▼

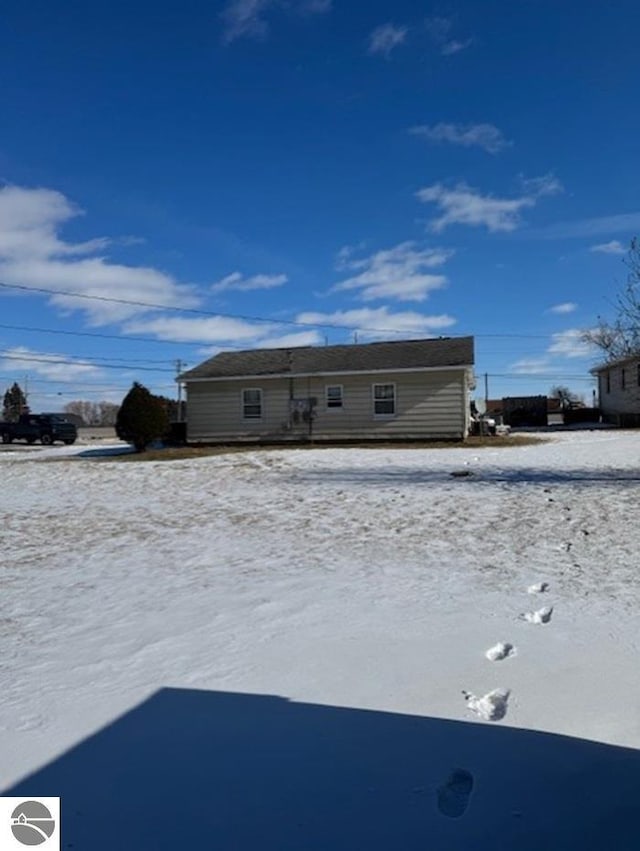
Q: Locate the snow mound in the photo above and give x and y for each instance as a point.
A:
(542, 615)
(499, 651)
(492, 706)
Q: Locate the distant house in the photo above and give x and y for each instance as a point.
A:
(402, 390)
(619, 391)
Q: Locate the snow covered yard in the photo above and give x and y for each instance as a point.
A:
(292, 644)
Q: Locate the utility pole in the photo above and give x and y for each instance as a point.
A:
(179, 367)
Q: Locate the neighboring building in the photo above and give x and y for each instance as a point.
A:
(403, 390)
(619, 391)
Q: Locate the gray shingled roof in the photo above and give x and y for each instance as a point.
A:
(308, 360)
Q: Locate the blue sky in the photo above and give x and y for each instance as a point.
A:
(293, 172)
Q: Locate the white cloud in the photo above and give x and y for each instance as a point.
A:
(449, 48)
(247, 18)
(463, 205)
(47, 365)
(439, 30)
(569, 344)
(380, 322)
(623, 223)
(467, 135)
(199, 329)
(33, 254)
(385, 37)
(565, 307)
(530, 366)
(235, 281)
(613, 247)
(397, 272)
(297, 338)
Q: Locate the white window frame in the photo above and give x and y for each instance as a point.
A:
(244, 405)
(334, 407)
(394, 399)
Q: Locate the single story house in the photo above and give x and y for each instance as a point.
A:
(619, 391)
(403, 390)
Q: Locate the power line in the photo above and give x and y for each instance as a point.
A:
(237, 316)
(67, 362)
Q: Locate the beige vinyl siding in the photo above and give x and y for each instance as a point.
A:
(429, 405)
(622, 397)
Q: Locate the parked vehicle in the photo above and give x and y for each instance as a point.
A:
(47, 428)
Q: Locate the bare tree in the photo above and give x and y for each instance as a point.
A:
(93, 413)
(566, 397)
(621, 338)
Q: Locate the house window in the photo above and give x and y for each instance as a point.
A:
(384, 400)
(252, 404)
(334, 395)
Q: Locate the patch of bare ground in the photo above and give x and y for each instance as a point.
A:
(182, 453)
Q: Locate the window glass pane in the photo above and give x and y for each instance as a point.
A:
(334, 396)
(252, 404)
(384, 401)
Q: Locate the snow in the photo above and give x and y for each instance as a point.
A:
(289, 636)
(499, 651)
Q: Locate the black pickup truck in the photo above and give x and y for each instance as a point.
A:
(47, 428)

▲
▼

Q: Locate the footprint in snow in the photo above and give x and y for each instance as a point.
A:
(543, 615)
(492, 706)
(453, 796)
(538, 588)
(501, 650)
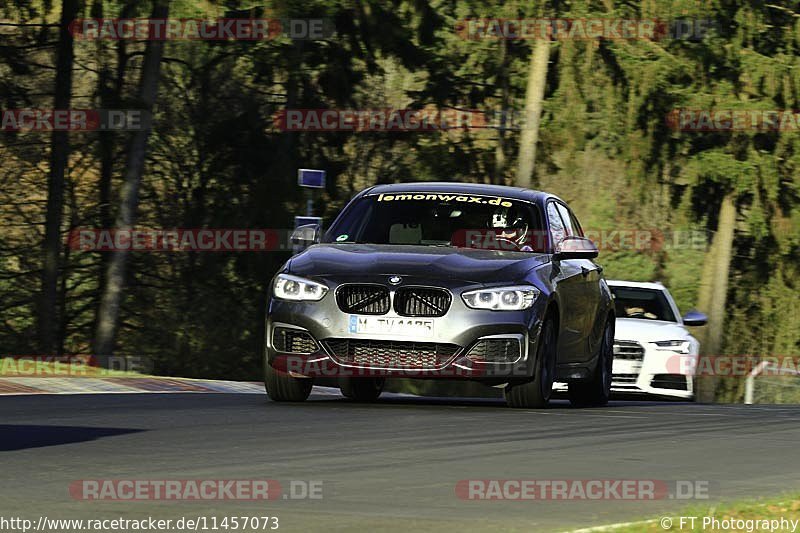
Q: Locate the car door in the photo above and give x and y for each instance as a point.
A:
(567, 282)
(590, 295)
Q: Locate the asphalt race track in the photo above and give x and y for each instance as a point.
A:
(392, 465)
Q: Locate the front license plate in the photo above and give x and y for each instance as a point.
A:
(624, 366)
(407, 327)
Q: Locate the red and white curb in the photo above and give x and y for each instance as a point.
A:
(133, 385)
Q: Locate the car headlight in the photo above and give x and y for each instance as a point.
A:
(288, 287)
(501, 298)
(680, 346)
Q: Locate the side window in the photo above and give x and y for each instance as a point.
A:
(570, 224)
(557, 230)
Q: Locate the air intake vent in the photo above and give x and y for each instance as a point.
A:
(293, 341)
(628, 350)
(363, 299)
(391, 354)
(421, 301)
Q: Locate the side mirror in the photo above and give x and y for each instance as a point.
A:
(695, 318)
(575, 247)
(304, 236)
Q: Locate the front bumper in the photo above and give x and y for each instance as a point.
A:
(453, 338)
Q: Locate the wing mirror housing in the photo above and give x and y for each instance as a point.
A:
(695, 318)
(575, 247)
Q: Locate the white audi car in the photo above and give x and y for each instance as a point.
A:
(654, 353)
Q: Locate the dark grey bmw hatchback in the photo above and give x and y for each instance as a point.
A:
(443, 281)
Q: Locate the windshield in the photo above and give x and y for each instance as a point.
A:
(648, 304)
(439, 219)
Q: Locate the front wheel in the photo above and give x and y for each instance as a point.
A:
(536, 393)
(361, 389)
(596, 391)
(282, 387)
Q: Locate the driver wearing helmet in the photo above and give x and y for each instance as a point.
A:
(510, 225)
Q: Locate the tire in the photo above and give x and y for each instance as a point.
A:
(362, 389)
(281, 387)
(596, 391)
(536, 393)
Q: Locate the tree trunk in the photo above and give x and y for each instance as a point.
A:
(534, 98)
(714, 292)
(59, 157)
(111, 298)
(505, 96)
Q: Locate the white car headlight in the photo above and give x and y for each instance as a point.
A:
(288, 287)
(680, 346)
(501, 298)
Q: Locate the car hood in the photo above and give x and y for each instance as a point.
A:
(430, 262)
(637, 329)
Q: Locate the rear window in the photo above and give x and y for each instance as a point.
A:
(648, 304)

▲
▼

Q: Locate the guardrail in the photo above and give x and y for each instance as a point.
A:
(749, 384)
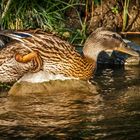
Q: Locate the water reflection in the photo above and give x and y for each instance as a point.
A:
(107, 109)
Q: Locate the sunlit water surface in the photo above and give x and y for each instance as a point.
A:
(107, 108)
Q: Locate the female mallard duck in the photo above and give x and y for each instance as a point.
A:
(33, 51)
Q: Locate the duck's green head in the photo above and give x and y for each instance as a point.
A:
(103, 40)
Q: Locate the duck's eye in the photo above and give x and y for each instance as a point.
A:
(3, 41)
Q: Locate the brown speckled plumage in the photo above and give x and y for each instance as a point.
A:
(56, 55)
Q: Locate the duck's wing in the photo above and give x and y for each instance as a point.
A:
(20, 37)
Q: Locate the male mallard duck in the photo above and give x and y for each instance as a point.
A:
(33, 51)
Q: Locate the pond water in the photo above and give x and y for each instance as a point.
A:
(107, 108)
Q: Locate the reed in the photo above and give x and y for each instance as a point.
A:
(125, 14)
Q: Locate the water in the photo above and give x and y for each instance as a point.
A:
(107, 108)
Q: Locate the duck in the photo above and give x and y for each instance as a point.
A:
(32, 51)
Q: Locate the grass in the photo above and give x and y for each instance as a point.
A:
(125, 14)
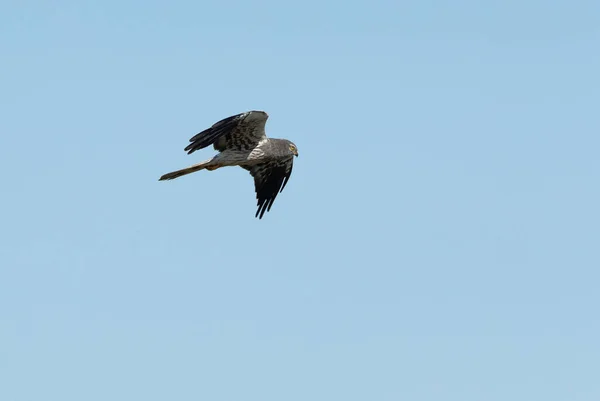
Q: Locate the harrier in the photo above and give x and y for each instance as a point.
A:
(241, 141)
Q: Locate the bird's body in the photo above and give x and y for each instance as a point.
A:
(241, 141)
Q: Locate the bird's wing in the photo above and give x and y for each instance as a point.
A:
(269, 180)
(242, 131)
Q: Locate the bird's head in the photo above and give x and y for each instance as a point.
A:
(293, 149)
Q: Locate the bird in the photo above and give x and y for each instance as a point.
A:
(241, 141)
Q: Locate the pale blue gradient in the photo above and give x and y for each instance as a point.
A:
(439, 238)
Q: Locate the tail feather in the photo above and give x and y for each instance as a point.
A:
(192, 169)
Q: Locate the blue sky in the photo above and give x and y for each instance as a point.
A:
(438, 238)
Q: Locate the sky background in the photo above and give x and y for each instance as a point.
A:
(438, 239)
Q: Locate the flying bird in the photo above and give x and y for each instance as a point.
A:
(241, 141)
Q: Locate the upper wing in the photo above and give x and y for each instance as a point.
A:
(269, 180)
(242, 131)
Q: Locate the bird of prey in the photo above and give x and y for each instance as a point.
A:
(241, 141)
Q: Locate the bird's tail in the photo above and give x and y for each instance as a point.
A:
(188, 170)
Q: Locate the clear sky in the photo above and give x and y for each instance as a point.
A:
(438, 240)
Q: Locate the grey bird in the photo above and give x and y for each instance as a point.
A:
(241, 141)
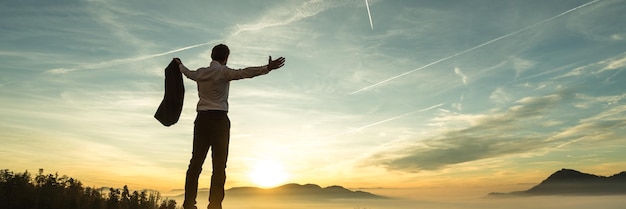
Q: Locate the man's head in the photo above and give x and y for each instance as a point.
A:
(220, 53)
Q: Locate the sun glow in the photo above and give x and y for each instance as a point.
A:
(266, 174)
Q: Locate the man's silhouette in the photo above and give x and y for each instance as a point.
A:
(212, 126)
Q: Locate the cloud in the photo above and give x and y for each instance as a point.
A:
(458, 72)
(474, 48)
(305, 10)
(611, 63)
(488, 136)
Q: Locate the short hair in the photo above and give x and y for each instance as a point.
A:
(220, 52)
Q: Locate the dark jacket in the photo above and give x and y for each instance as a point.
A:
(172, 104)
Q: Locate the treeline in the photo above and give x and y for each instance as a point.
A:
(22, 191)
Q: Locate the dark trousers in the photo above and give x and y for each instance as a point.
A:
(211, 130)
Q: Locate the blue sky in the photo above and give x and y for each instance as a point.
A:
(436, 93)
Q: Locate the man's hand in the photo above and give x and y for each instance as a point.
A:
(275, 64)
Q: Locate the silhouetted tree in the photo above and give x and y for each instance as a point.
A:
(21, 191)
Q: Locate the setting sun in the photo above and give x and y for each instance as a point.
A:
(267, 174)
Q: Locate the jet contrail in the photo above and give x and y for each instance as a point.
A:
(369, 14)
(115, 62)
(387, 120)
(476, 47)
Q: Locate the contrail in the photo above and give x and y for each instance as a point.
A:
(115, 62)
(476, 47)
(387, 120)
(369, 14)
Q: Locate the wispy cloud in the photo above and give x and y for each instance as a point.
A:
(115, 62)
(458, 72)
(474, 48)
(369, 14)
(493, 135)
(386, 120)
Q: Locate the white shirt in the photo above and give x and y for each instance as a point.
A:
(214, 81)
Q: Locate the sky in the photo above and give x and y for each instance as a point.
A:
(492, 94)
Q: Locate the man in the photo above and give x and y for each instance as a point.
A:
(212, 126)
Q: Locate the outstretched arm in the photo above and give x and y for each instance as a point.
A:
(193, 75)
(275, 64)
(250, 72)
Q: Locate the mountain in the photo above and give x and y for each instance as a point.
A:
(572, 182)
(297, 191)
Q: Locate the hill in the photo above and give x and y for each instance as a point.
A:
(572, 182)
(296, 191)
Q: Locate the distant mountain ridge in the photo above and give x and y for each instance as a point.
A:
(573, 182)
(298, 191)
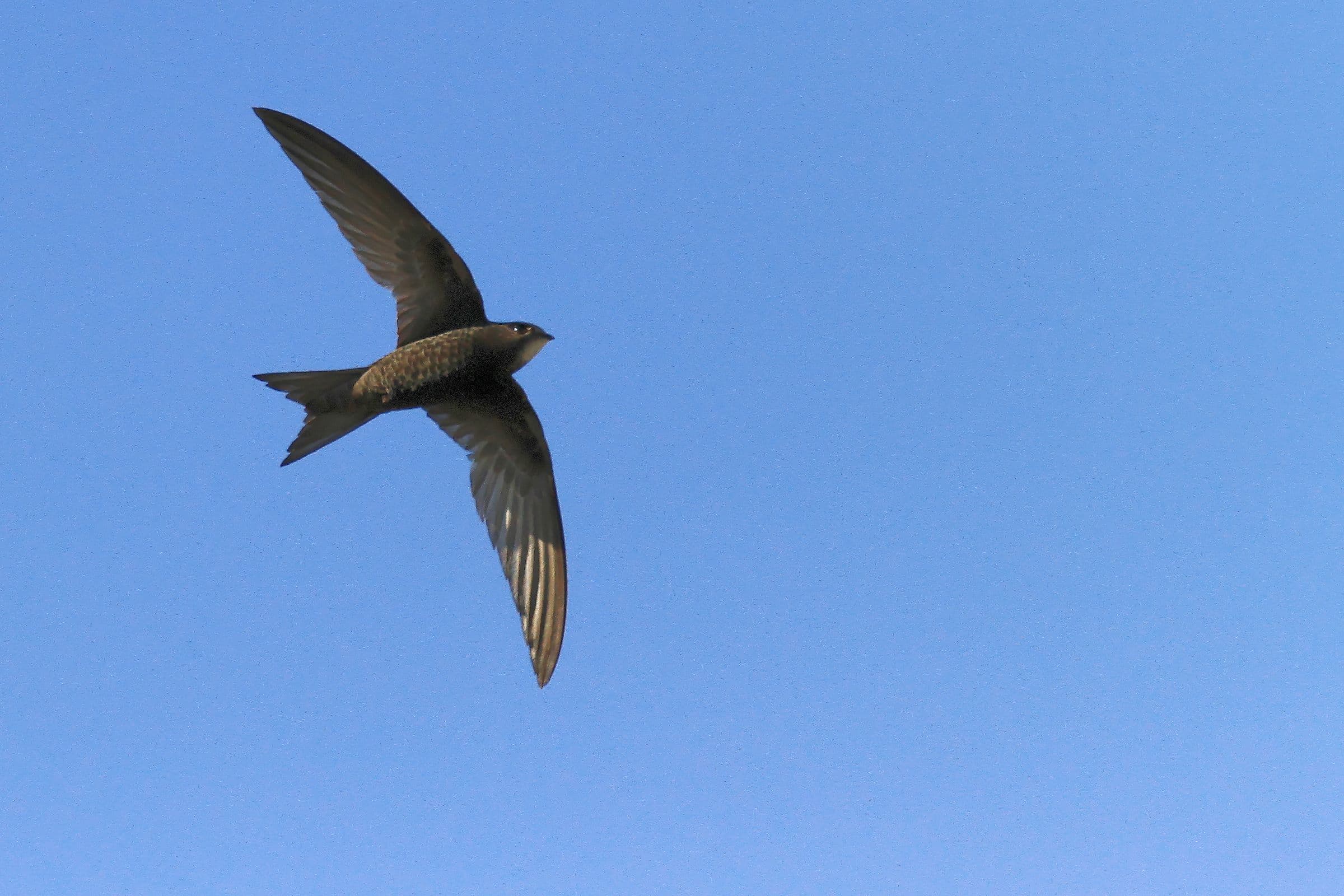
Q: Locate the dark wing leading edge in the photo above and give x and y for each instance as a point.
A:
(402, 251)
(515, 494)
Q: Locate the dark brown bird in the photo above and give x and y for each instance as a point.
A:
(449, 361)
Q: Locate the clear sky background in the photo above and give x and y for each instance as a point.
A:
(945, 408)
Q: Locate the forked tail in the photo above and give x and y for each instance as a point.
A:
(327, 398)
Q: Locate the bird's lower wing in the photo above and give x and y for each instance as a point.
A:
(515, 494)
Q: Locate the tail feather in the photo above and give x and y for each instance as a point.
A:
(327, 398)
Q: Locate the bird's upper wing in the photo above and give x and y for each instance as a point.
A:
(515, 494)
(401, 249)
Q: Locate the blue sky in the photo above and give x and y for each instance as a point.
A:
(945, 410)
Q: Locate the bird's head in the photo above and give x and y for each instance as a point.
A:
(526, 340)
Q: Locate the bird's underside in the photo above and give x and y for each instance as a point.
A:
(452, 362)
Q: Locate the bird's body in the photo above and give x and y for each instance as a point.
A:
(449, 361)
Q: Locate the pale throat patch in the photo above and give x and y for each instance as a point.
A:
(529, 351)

▲

**EXERCISE PROMPT:**
Pull out each line of the material above that contains the word "front", and copy every such line in full.

**CORRECT RESPONSE:**
Q: Locate the front license plate in the photo above and give x and y for each instance as a point.
Q: Locate the front bumper in the photo above and give x and y for each instance as a point.
Q: Locate the front wheel in the photo above and give x and y for each instance as a point.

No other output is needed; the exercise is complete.